Referring expression data:
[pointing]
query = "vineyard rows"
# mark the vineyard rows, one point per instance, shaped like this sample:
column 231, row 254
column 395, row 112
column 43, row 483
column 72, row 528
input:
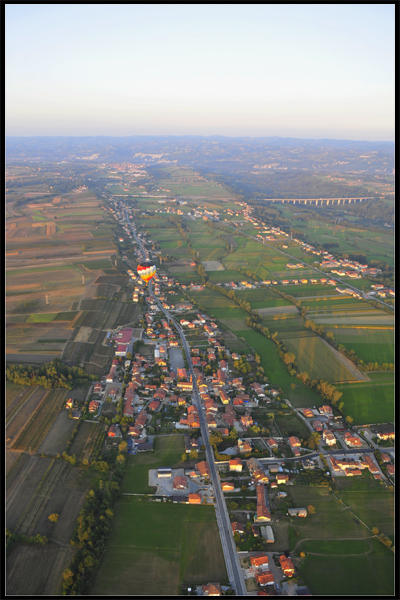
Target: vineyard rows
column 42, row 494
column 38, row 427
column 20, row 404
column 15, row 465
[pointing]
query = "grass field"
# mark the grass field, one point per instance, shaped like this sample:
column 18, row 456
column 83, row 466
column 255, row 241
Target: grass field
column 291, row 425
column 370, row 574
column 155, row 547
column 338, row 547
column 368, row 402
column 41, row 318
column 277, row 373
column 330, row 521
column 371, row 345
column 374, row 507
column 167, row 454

--

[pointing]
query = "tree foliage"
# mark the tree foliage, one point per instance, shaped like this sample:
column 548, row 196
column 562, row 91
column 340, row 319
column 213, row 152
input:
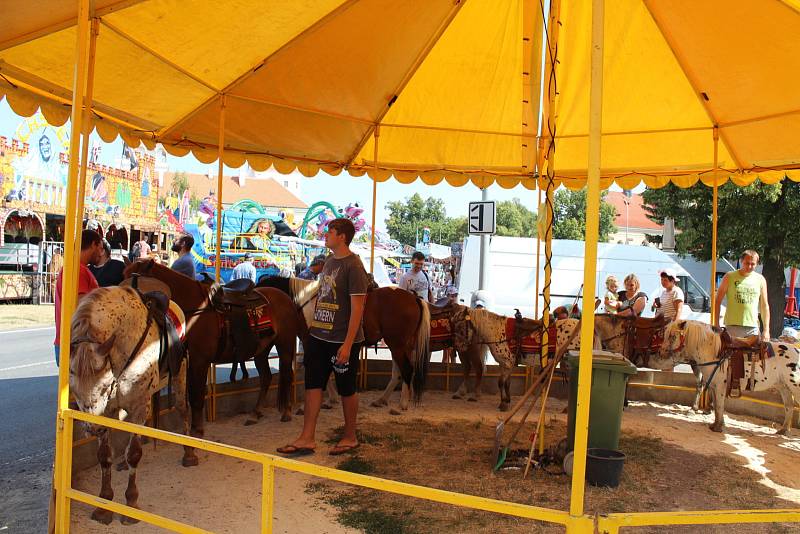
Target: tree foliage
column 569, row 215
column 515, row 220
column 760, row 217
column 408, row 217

◆ **Task details**: Reproduce, exactly and only, the lines of the records above starting at the line with "column 395, row 112" and ending at the line with "column 83, row 466", both included. Leave every picture out.

◆ **Task solution**:
column 395, row 112
column 43, row 483
column 72, row 528
input:
Target: vineyard rows
column 42, row 494
column 38, row 427
column 20, row 404
column 15, row 465
[pointing]
query = "grass field"
# mark the grass field, one point per instance, shaped like this sample:
column 18, row 456
column 83, row 466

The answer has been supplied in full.